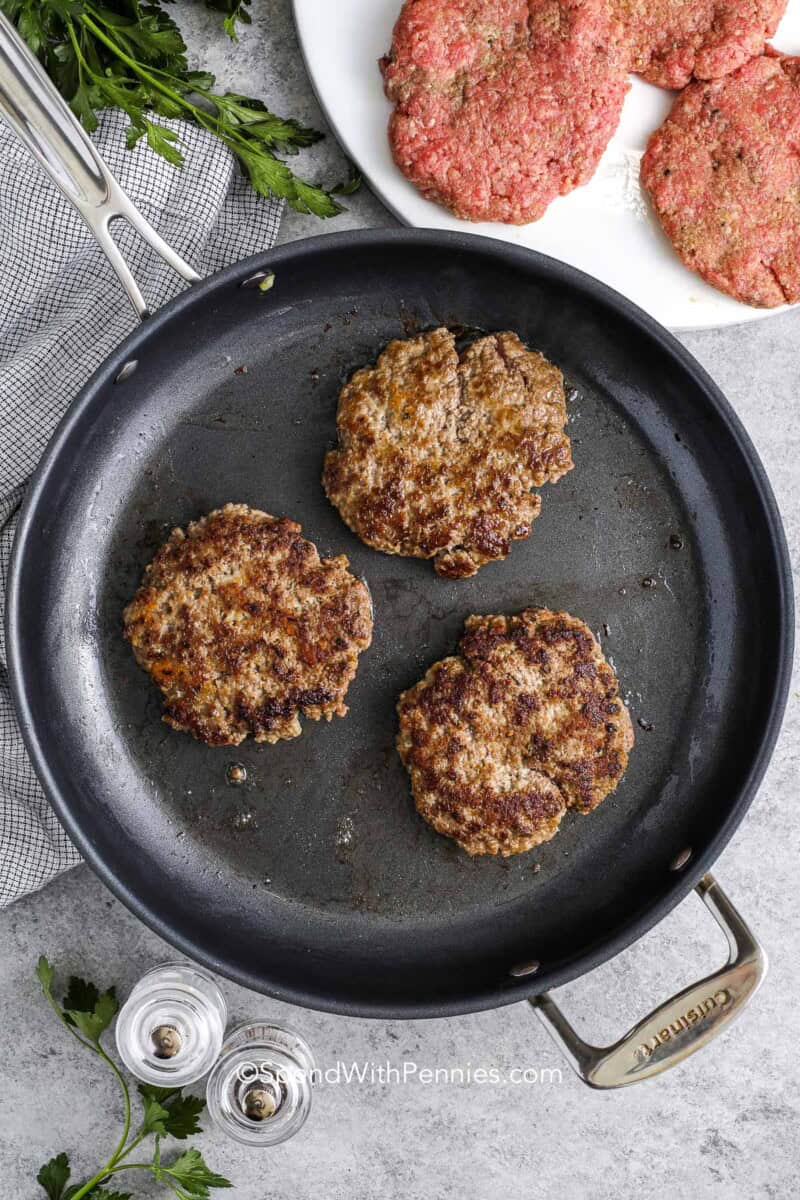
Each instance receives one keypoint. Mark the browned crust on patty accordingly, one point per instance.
(438, 453)
(244, 628)
(522, 725)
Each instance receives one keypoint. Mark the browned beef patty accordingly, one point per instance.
(438, 453)
(503, 105)
(723, 177)
(524, 724)
(242, 627)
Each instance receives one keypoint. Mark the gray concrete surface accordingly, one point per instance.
(723, 1125)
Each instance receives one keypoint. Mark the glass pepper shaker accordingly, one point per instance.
(259, 1091)
(170, 1027)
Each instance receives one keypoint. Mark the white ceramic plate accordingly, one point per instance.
(605, 228)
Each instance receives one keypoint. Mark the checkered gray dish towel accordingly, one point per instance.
(61, 313)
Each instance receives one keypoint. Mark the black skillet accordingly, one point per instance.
(316, 881)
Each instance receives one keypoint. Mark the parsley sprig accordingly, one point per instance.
(131, 55)
(167, 1113)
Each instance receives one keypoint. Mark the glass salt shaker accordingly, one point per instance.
(170, 1027)
(259, 1091)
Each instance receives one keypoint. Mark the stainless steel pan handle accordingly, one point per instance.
(47, 127)
(681, 1025)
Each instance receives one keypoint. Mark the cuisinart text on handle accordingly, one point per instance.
(685, 1021)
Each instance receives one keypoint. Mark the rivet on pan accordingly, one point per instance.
(524, 969)
(262, 280)
(680, 861)
(127, 370)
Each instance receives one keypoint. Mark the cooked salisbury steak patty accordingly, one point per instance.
(438, 454)
(524, 724)
(242, 627)
(723, 175)
(503, 105)
(669, 41)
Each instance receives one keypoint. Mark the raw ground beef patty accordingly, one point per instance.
(723, 175)
(503, 105)
(669, 41)
(522, 725)
(244, 628)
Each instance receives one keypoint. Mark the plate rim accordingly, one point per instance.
(750, 313)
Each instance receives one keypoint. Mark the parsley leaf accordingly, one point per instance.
(88, 1013)
(194, 1179)
(54, 1175)
(130, 54)
(179, 1114)
(235, 11)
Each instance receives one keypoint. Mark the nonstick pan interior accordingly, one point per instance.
(314, 880)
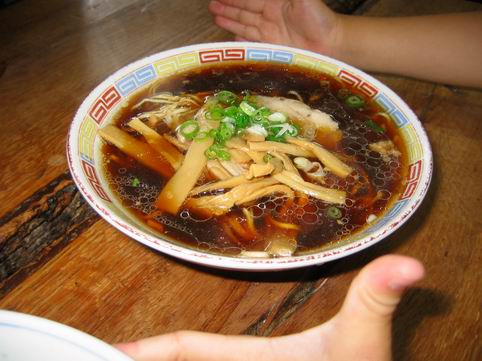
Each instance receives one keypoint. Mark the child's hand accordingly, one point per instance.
(306, 24)
(360, 331)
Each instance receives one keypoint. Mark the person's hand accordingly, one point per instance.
(307, 24)
(360, 331)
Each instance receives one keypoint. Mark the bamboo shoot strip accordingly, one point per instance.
(328, 159)
(298, 184)
(177, 189)
(269, 146)
(137, 149)
(223, 184)
(156, 141)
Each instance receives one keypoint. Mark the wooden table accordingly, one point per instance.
(60, 260)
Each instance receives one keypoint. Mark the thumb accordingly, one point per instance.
(365, 318)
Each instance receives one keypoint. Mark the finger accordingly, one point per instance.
(376, 291)
(255, 6)
(247, 32)
(196, 346)
(234, 13)
(365, 317)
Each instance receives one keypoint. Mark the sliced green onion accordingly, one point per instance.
(242, 120)
(215, 113)
(189, 129)
(247, 108)
(293, 131)
(374, 126)
(263, 111)
(354, 101)
(202, 135)
(226, 97)
(136, 182)
(258, 118)
(231, 111)
(210, 153)
(277, 117)
(333, 213)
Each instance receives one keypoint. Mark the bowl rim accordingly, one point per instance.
(61, 333)
(242, 263)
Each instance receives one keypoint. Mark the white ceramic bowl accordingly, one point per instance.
(96, 111)
(29, 338)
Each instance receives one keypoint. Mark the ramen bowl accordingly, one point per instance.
(103, 104)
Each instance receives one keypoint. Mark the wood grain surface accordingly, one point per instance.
(59, 260)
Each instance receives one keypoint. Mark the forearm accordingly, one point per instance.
(441, 48)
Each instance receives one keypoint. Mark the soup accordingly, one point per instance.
(253, 160)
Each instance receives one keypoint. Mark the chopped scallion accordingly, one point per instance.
(333, 213)
(226, 97)
(136, 182)
(354, 101)
(247, 108)
(215, 113)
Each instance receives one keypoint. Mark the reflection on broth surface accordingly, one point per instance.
(253, 159)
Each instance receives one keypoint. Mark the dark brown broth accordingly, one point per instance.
(317, 90)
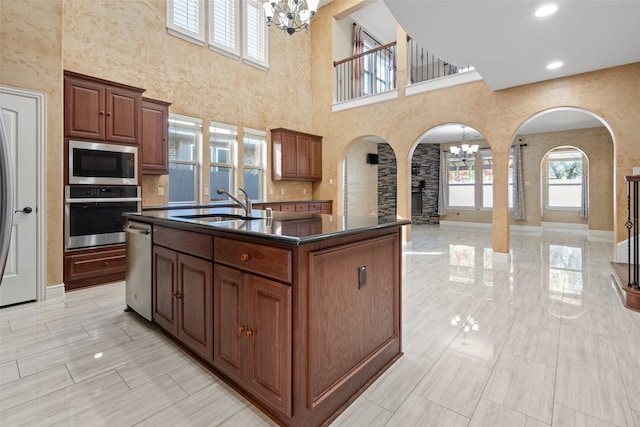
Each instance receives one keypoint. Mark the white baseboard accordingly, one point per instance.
(501, 260)
(601, 235)
(55, 291)
(481, 225)
(565, 227)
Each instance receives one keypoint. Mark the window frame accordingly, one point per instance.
(448, 159)
(261, 136)
(182, 32)
(231, 164)
(262, 30)
(196, 125)
(225, 49)
(547, 183)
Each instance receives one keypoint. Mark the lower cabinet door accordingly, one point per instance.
(229, 326)
(195, 304)
(269, 341)
(165, 286)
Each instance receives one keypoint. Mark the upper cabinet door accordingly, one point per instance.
(296, 156)
(101, 110)
(154, 138)
(123, 115)
(84, 104)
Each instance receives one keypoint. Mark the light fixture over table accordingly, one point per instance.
(290, 15)
(465, 151)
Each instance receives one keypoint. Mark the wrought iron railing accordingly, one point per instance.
(367, 73)
(632, 230)
(424, 65)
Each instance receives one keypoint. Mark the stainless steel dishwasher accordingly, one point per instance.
(138, 276)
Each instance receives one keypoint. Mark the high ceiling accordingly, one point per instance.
(509, 46)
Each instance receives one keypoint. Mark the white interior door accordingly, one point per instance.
(21, 116)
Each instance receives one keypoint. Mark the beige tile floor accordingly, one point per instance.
(541, 341)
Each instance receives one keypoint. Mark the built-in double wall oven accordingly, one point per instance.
(102, 186)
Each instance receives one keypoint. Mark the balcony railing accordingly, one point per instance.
(425, 66)
(367, 73)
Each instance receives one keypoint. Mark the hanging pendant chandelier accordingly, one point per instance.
(290, 15)
(465, 151)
##############################
[WORK TO BE COMPLETED] Write out the listing word for word, starting with the line that contains "Each instance receives one keypoint. Mark the built-in" and going on through the last line of the listing.

[SOLUTION TO THIS TASK]
Each instance receives one keypoint. Mark the built-in double wall oven accordingly, one point per instance.
(102, 186)
Each instance receives one keypoint. Mark the balcony railing accordingly, one point per instance.
(425, 66)
(367, 73)
Each instance receives one keypoint. Mark the hanging pendant chandelier accordingly, one point per instance.
(290, 15)
(465, 151)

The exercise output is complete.